--- begin Page text ---

Finally, we can use Cramer's V to get a measure of association for a table
that is larger than 2X2. Let's use our labor force status and job type variables
from the chi-square test above.
*/
tab workfor1 wrkstat, V
/*
Thought Experiment #7: What is Cramer's V telling us about the relationship
between these variables? How "big" is the effect, and what does the
direction of the effect mean? How is this different from phi?
Section IV: Try it out!
Now try some of this stuff on your own. Specifically, I want you to run ONE of EACH
of the following:
(a) Independent samples t-test
(b) Independent samples difference-of-proportions test
(c) Chi-square test
(d) Gamma/ASE test
After running the tests, look at some measures of assocation that you think may
be relevant for the difference-of-proportions test and chi-square test.
For each inference test, answer the following questions/prompts.

--- end Page text ---
--- begin Provided information ---

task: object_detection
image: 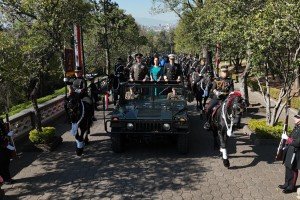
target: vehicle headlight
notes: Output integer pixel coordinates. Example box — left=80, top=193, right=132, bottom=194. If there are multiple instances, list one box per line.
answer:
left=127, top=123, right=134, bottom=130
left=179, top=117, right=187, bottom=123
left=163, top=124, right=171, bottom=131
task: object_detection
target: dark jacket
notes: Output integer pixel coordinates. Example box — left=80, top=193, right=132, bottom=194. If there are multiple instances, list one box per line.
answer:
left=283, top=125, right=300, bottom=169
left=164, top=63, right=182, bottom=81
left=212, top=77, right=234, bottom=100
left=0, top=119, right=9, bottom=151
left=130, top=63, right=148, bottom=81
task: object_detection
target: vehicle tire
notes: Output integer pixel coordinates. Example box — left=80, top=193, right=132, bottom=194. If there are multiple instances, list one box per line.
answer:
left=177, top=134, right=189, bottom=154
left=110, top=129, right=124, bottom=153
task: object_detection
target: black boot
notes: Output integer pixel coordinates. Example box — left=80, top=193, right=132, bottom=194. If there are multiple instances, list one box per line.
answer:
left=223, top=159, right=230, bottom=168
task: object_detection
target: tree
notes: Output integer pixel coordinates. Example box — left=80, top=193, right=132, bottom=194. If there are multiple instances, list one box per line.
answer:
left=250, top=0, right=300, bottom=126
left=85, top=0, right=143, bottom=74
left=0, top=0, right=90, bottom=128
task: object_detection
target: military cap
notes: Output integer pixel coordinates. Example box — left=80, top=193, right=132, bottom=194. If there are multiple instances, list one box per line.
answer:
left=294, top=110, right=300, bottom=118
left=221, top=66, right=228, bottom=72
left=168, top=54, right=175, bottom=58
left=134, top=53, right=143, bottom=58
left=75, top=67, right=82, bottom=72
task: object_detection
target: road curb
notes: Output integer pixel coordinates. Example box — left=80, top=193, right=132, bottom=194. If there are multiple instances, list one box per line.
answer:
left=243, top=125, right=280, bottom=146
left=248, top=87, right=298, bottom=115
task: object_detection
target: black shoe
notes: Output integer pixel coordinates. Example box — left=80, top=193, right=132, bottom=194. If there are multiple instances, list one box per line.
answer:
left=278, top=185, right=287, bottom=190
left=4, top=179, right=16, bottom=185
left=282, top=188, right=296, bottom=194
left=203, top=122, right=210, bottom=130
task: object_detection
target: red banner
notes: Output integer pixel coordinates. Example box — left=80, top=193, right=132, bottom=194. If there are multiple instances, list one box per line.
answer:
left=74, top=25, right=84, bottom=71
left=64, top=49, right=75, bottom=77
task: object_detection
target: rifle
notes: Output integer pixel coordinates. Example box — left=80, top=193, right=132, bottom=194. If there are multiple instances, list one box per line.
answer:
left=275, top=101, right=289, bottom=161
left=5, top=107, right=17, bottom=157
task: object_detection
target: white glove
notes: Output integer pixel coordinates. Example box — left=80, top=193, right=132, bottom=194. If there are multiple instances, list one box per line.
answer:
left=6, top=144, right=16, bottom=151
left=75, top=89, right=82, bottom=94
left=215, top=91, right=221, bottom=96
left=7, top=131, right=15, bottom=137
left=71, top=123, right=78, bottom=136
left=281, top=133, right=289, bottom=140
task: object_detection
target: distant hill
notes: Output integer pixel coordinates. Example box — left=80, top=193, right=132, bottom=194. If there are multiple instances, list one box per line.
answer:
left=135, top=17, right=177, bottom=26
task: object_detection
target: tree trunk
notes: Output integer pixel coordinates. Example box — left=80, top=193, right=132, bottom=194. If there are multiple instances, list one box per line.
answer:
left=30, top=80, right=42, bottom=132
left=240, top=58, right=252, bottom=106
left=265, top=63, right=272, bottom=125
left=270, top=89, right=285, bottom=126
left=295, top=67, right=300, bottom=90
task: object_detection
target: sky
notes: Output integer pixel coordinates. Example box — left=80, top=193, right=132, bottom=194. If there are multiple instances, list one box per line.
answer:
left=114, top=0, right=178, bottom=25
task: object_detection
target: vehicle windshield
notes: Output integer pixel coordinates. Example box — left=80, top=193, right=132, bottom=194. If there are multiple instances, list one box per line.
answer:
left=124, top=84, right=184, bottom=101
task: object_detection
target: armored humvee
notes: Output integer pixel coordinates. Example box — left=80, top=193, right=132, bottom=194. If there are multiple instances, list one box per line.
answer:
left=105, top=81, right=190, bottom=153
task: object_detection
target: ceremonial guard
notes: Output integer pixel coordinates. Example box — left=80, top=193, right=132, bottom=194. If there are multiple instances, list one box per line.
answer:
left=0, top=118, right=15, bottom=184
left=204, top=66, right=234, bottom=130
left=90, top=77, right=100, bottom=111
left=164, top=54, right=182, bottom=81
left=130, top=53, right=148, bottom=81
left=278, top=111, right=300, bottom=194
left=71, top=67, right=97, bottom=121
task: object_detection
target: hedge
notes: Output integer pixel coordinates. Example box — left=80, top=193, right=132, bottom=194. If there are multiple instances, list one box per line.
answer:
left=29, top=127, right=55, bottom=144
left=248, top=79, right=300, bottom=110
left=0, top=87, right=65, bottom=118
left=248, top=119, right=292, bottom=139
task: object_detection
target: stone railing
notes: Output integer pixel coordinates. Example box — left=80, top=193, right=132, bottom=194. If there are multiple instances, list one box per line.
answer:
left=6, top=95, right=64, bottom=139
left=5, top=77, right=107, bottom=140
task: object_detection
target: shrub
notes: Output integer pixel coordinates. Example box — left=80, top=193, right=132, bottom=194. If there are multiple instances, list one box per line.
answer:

--- end Provided information ---

Problems to solve:
1. According to the statistics lesson, why is Cramer's V the measure applied to the labor force status and job type variables?
2. Write the next part of the statistics lesson, following on from its final sentence.

Outputs for the tasks:
1. Cramer's V gives a measure of association for a table that is larger than 2X2. The lesson therefore applies it to the labor force status and job type variables carried over from the earlier chi-square test.

2.
(1) Why did you pick this test?
(2) Interpret the results in plain language. Be sure to mention your
null and alternative hypotheses.
For each measure of association, please answer the following questions/prompts.
(1) Why did you pick this measure of association?
(2) Interpret the result. What does this tell us about the substantive
significance of the relationship?
Please e-mail your responses and .do file to me. The responses can be in either a
separate Word document or right in the .do file.
After you have finished, simply type the following to close your log file.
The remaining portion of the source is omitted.